▸ **PASSAGE PROVIDED**:
--*--
North Carolina

Success Stories

In a Pandemic – Poised for Expansion

Ready or Not

Were you ready for the COVID-19 pandemic and its cascading effects on all healthcare?  No one really was – but Amanda Martin, Executive Director of the Center for Rural Health Innovation (CRHI), along with Dr. Steve North and their team, were well poised at the beginning of this pandemic to expand beyond school telehealth care to provide healthcare access for vulnerable detained juveniles, adults and staff in a detention facility. 

Health-e-Schools, a Decade of Development 

For the last 10 years, the Center of Rural Health Innovation (CRHI) led by Amanda K. Martin, MHA, and Dr. Steve North, MD, MPH, have been addressing the healthcare needs in their rural southern Appalachian Community in North Carolina. This area is historically underserved by medical and behavioral healthcare providers. With a grant in 2011, the original pilot to initiate school- based healthcare in three schools called Health-e-Schools, began. 

In this program, students could be assessed and treated via telehealth right in the school, meaning their parent did not need to arrange an appointment, take off work (and often reduce their pay), and drive up and down the curvy mountain roads. For the students, this meant better access to healthcare to address colds and the flu in addition to medication management. 

Now students could not plead they had a sore throat or another aliment to miss a test if telehealth addressed this issue right away in school.  But this did mean more students could spend more time in school, which improved their academic success, leading to some being the first in their family to finish high school. Despite some initial school and community reservations, this program quickly became recognized as an asset and preceding the pandemic they had expanded from the initial 3 to 108 schools. 

A Decade of MATRC Connections  

At the same time, Amanda Martin and Dr. North have been Consultative Service Partners and on the Advisory Board of the Mid-Atlantic Telehealth Resource Center (MATRC). From the early days, this involvement provided them general telehealth information and a broader knowledge of the field and industry through MATRC Summits beginning in 2011.  Amanda Martin and Dr. Steve North quickly became both a regional and national resource for school-based telehealth.

Poised for Health-e-Schools to Health-e-Corrections

All of this lead to Amanda and CRHI being ready for expansion at a pivotal time as the pandemic began. Just as the pandemic initiated in the US in spring 2020, CRHI was asked by the Madison County Sheriff’s Department in Marshall, North Carolina if they could provide healthcare for juvenile inmates. 

And as Amanda describes it, “Thus began the conversation about how telehealth services from an organization like CRHI could bring high quality, timely and responsive care to all the inmates, juvenile and adult, plus the Sheriff’s staff. With a long history of establishing new programs and training non-clinical tele-presenters”, CRHI and key staff like Program Coordinator, Dr. Tonya Shuffler, DNP FNP, “leapt into action to plan and implement a customized service for the Sheriff.”

With an overlap of staff and services, when the schools in North Carolina were closing, Amanda and CRHI began providing healthcare for the Madison County Sheriff’s Department facility. There were different funding sources and documentation but much was the same. 

As Amanda describes, “The Health-e-Corrections program was crafted to reduce transport, increase response time (from inmate request to appointment), enhance chronic disease management, and provide the occasional ‘nurse level’ care that the jail needed but could not afford to staff in-house.”

From schools to detentions centers, access to timely healthcare is still the core. 

Relationships as a Perpetual Resource 

From Amanda’s perspective the team was particularly well poised because of MATRC.  “MATRC is a place where people have long relationships. There are new people, but at the core it builds a network of telehealth people for everyday give-and-take conversations. For example, Dr. North and I would have no reason for connection with Kentucky, but Kentucky and North Carolina are much alike. We have provided them school based telehealth knowledge both formally and informally. So when we needed jail knowledge, we asked them for help and to shed light on some questions.” 

Apparently, supportive collaborative relationships are a perpetual resource and can poise telehealth programs for expansion and success – even during a pandemic.
--*--
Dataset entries

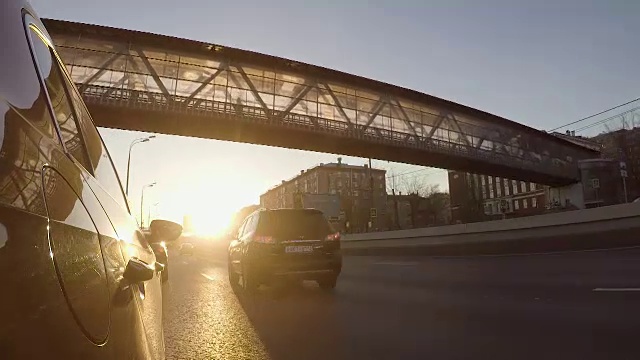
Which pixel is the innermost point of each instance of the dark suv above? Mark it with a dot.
(285, 244)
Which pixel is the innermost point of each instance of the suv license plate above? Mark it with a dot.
(298, 249)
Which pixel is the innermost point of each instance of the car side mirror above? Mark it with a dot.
(138, 271)
(164, 230)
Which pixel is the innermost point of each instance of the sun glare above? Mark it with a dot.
(207, 204)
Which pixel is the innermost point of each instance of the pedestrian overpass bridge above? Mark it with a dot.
(139, 81)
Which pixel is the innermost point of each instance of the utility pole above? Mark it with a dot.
(395, 201)
(371, 193)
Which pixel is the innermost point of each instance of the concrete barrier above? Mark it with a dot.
(606, 227)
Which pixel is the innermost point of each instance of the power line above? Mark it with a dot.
(594, 115)
(607, 119)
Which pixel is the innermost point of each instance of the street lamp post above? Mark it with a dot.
(149, 211)
(136, 141)
(142, 203)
--*--
▸ **EXERCISE DIRECTIONS**:
In the North Carolina success story, why does Amanda Martin say her team was especially well poised to take on the jail work? Answer in one to three sentences.

▸ **ANSWER TO THE PROBLEM**:
She credits MATRC, which built a network of telehealth people with long relationships who talk and help each other every day. Her team had already shared school-based telehealth knowledge with Kentucky. So when they needed knowledge about jails, they could ask Kentucky for help.